Data to process:
★ ★ ★ ★ ★
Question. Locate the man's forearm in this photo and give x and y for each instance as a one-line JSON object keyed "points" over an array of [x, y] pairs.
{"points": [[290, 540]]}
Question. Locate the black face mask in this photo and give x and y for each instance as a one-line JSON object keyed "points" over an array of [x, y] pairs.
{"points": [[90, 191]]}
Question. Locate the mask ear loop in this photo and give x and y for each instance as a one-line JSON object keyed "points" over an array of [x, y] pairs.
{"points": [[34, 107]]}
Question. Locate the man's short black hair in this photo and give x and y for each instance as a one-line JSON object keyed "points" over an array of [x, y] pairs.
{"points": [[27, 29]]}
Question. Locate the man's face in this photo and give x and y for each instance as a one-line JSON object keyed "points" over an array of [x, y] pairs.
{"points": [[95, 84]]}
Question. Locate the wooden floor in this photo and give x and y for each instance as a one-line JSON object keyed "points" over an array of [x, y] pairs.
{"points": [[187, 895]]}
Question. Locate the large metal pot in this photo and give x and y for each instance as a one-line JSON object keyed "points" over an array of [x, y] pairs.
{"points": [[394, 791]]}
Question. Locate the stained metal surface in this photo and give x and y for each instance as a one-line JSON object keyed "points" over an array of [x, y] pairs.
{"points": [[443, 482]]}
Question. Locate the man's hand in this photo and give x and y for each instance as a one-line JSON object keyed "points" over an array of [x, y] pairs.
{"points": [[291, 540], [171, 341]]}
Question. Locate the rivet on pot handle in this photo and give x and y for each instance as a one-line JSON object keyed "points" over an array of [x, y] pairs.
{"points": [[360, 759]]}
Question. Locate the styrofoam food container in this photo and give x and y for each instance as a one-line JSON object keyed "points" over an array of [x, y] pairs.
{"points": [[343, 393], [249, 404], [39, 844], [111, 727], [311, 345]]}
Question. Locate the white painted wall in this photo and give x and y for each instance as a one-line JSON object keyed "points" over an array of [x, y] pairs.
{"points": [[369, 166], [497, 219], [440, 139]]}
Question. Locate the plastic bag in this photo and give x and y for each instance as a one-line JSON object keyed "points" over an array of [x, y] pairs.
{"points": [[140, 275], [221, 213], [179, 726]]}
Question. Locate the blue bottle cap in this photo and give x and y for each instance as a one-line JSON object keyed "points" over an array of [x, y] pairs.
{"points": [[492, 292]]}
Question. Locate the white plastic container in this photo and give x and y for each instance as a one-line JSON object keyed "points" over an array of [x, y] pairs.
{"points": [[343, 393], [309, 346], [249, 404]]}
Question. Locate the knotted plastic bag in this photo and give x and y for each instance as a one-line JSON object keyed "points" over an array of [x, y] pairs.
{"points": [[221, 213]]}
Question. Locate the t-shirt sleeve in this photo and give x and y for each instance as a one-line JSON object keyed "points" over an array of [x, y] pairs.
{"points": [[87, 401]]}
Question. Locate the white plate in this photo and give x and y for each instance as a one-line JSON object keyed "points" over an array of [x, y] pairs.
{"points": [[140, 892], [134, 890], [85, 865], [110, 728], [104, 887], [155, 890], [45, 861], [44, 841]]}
★ ★ ★ ★ ★
Please copy out every one of the items above word for word, with no line changed.

Output for this task:
Question. Locate the man's forearm in this photo and give x and y for each instance as a one-line JSON object keyed "points" over an array of [x, y] pairs.
{"points": [[290, 540]]}
Question. Locate the black face mask in this photo and give x and y for each instance as a one-line JSON object keyed "points" over an array of [x, y] pairs.
{"points": [[90, 191]]}
Question. Locate the mask ear loop in this photo and give x and y for each instance as a one-line JSON object keyed "points" over an array of [x, y] pairs.
{"points": [[34, 107]]}
Question. Locate the man's short black hair in this photo and give x and y for each instance as a one-line JSON object keyed "points" over an array of [x, y] pairs.
{"points": [[27, 29]]}
Question. Locate the man's face in this photo and give x and y for each instance as a one-line JSON object keyed "points" over an array of [x, y] pairs.
{"points": [[95, 84]]}
Question. Locate the wooden floor in this photo and give x and y for each instance as a one-line JSON object keyed "points" over an array of [x, y] pairs.
{"points": [[187, 895]]}
Question. Locate the large metal pot in this photo and give x and y for each instance as a one-line JSON object keyed "points" over an array of [x, y] pairs.
{"points": [[394, 791]]}
Question. Locate the stained metal surface in this photo and give x and y for each instance as a one-line JSON object keyed "points" over an array of [x, y] pairs.
{"points": [[443, 482]]}
Question. Locate the man's hand in this photo and give x and y for each instance as a one-line JSON object keyed "points" over an array of [x, y] pairs.
{"points": [[291, 540], [171, 341]]}
Question. Locate the rivet on pot handle in this photo and give x and y for each instance as a one-line JSON object keyed "points" over an array of [x, y] pairs.
{"points": [[360, 759]]}
Question. Locate the styrofoam food container in this photo and give x and y for each instance as a one-line JSON object keyed "points" over an array of [x, y] pairs.
{"points": [[343, 393], [249, 404], [39, 844], [111, 727], [311, 345]]}
Question. Locate the white painted wall in this photo and give x and y for each instance as a one-line JSON object keyed "points" over an array of [x, y] pairs.
{"points": [[369, 166], [497, 219], [440, 139]]}
Question. Locate the plastic bag in this photo and give x and y for each instance as a one-line JSON object keyed "points" over an array of [x, y] pairs.
{"points": [[140, 275], [221, 213], [179, 726]]}
Question. Locate the blue bottle cap in this photo and give x and y for each instance as a one-line JSON object keyed "points" over an array of [x, y] pairs.
{"points": [[492, 292]]}
Question. Locate the white plastic container in this photo and give x and y for each instance as a one-line JSON object keyed "points" over an array of [x, y] pairs.
{"points": [[343, 393], [309, 346], [249, 404]]}
Question. Locate the knotted plastic bag in this photo and give x and y for each instance as a one-line JSON object keyed "points" over an array of [x, y] pairs.
{"points": [[221, 213]]}
Question. Locate the t-shirt sleeve in this photo and give x and y for each instance as a one-line JSON object keyed "points" over an array of [x, y] pairs.
{"points": [[87, 401]]}
Question. Locate the white plate in this photo and give x and y for each instance as a one-line JSON object keyed "points" over an array of [x, y] pairs.
{"points": [[140, 892], [134, 890], [85, 865], [110, 728], [104, 887], [155, 890], [45, 861], [44, 841]]}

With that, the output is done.